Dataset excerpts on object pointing

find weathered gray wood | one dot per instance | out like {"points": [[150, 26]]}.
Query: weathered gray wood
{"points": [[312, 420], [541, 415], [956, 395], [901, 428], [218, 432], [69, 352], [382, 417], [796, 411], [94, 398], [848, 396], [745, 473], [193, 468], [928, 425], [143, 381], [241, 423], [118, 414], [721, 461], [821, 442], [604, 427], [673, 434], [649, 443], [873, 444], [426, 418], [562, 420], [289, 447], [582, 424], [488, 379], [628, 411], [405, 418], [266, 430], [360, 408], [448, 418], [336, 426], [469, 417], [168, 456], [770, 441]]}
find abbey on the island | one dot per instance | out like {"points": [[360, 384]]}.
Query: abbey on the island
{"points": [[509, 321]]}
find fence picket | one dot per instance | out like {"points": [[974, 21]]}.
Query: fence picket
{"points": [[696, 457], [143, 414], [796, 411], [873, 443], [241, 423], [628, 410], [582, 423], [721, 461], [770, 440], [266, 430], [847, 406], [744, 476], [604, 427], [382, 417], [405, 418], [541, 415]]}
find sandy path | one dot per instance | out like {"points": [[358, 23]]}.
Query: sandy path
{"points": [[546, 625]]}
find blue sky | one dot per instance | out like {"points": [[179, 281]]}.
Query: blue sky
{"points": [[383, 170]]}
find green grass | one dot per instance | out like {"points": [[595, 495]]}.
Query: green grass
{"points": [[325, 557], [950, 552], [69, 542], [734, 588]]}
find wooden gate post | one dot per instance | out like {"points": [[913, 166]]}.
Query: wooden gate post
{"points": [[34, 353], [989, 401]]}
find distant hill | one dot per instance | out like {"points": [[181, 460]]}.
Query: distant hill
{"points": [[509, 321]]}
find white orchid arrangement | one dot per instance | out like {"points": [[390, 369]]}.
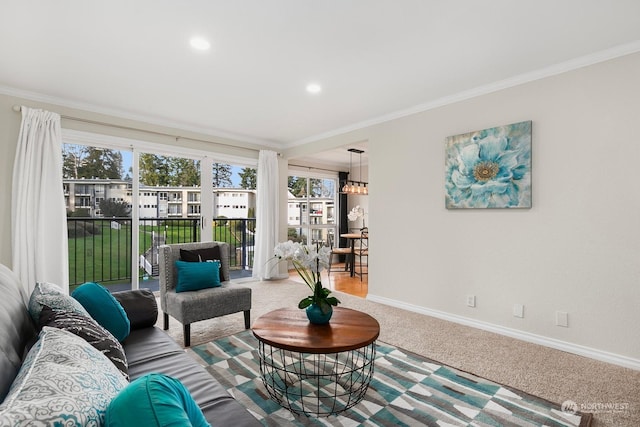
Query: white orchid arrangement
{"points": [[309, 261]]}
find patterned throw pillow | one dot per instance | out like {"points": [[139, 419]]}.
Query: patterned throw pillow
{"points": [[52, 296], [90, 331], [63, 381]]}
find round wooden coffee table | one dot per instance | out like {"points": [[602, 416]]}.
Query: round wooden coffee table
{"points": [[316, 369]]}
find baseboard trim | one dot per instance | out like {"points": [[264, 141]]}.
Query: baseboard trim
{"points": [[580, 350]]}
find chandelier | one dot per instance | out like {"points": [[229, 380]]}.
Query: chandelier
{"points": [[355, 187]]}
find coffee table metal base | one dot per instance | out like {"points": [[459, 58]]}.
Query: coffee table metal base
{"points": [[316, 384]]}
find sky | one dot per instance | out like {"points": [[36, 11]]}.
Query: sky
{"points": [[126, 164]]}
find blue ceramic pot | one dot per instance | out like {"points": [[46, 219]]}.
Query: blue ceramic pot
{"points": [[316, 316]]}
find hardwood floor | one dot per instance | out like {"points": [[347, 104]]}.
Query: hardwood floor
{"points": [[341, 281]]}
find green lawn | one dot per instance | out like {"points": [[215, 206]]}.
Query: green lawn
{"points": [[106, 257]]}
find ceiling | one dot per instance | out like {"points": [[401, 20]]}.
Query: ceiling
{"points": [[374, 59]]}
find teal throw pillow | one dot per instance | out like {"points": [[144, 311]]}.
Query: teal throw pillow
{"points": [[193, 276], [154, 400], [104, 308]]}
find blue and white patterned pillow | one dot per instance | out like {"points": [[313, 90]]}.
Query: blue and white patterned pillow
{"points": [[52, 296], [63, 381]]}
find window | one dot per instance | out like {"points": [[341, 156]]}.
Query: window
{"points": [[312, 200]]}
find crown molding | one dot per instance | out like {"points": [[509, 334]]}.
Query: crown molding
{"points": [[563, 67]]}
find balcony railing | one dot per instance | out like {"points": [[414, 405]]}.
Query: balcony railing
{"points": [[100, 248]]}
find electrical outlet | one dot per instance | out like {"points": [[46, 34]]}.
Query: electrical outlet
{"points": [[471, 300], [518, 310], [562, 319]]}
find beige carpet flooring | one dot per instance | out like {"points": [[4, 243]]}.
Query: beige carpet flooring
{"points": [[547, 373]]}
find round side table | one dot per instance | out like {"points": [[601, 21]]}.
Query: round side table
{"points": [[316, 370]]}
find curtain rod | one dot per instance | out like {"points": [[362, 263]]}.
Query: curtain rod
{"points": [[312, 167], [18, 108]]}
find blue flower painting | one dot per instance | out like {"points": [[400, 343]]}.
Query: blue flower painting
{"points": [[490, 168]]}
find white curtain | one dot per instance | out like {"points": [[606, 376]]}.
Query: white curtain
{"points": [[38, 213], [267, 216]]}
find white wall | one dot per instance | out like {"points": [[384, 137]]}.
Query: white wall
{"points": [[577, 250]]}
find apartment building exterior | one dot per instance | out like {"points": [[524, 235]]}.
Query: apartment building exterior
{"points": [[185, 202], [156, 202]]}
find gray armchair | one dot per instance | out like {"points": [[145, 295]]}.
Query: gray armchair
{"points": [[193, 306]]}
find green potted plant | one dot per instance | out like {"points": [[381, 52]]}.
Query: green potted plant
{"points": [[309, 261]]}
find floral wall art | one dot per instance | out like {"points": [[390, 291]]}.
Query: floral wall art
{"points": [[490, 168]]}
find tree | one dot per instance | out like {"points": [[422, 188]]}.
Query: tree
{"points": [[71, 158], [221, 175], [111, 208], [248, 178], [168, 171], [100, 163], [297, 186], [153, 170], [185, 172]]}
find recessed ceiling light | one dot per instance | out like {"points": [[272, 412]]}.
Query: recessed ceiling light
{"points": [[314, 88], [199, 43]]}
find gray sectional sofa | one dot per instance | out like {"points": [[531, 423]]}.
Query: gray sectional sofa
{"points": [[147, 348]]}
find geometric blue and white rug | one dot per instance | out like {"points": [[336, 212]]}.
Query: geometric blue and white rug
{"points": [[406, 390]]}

What is required:
Copy out the listing word for word, beginning at the line that contains "find blue flower" and continuing through the last line of the listing.

Exercise answer:
find blue flower painting | one dot per instance | out like {"points": [[400, 343]]}.
Query: blue flower painting
{"points": [[490, 168]]}
find white curtain | one dot per instance | out like {"points": [[606, 376]]}.
Query: white curtain
{"points": [[38, 213], [267, 216]]}
find white wall | one dot per instance | out like {"points": [[384, 137]]}.
Query: white wall
{"points": [[577, 250]]}
find apartment building exterior | one dot per instance | out like {"points": [[524, 235]]}.
Query: apartment building exterior
{"points": [[185, 202], [156, 202]]}
find gray armchair | one dot per instance | out like {"points": [[145, 295]]}.
Query: gray armchair
{"points": [[193, 306]]}
find green potted plant | one dot per instance | out like {"points": [[381, 52]]}.
Query: green potted plant
{"points": [[309, 261]]}
find floral wall art | one dot per instance | out like {"points": [[390, 291]]}.
Query: floral wall art
{"points": [[490, 168]]}
find tree | one dot per instance | out like {"points": [[422, 188]]}.
Query: tree
{"points": [[71, 158], [221, 175], [111, 208], [248, 178], [168, 171], [100, 163], [297, 186], [153, 170], [185, 172]]}
find recessed ceiling light | one dot per instance | out like {"points": [[272, 412]]}.
Query: recessed ceiling light
{"points": [[314, 88], [199, 43]]}
find gray sectional sofa | one dot per instance | out like {"points": [[531, 423]]}.
Query: gray sectional sofa
{"points": [[147, 348]]}
find geometric blue and white rug | one dot per instance | out like {"points": [[336, 212]]}.
Query: geometric blue and white rug
{"points": [[406, 390]]}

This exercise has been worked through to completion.